Written problem |
Rewrite the lines of the listing from the line containing "Please give the outline of every instance of the <item>parked" through the end, requests included, and shift every coordinate in the answers by adding 89 to it.

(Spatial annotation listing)
— start —
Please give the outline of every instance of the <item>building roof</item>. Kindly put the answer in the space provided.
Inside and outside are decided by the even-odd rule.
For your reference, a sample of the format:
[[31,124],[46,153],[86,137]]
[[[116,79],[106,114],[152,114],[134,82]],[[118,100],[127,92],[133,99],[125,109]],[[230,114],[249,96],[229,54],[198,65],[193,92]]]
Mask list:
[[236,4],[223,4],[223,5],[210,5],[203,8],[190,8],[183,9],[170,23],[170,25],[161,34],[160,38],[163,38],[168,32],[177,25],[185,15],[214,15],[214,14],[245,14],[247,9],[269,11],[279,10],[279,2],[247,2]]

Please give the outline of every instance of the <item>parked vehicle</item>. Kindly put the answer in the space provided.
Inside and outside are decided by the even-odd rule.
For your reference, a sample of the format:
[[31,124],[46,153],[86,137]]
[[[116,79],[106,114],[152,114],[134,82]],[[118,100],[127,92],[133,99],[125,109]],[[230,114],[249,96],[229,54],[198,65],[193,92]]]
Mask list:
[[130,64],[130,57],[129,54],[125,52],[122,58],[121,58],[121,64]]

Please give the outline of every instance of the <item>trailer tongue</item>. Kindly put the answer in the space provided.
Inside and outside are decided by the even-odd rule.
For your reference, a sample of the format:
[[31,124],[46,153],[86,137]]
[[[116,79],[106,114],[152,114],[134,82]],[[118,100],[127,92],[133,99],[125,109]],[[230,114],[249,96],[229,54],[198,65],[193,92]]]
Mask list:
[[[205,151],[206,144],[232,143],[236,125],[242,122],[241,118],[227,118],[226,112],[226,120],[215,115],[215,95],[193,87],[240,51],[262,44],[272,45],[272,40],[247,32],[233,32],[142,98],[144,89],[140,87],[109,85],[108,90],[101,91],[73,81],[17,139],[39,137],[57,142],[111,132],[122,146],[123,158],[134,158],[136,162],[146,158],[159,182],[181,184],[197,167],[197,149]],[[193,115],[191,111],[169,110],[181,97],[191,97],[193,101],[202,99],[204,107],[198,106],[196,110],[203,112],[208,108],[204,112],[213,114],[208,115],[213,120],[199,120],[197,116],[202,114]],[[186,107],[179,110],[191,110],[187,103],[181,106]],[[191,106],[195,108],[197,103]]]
— end —
Exercise output |
Please give the outline of every instance of the <item>parked vehicle</item>. Kindly put the answer in the space provided.
Inside and outside are decided by the even-odd rule.
For your reference, a sample of the format:
[[31,124],[46,153],[86,137]]
[[[116,79],[106,114],[152,114],[134,82]],[[118,100],[127,92],[133,99],[125,109]],[[230,114],[249,96],[229,54],[198,65],[193,92]]]
Mask list:
[[219,153],[219,146],[218,143],[214,141],[211,147],[210,147],[210,153]]

Please give the outline of every instance of the <item>trailer tongue</item>. Kindly put the answer in the space provided.
Inside and outside are decided by the even-odd rule.
For your reference, a sample of the format:
[[31,124],[46,153],[86,137]]
[[[116,79],[106,114],[152,114],[134,82]],[[118,100],[127,92],[133,99],[125,109]],[[230,114],[249,96],[229,54],[198,65],[193,92]]]
Mask list:
[[[294,240],[295,233],[321,232],[325,214],[331,211],[330,207],[316,207],[315,201],[315,209],[304,204],[304,184],[282,176],[329,140],[351,133],[361,134],[361,129],[336,121],[322,121],[231,187],[233,178],[229,176],[198,174],[197,179],[190,180],[162,170],[106,228],[128,226],[146,231],[200,221],[211,235],[212,247],[223,247],[225,251],[235,247],[248,271],[270,273],[286,256],[286,238]],[[282,204],[280,200],[258,199],[270,186],[280,186],[282,190],[291,188],[293,196],[287,195],[285,199],[292,201],[297,197],[293,201],[302,203],[297,204],[302,209],[288,209],[286,205],[291,203]],[[275,196],[268,199],[280,199],[276,192],[270,195]],[[280,195],[284,197],[286,192]]]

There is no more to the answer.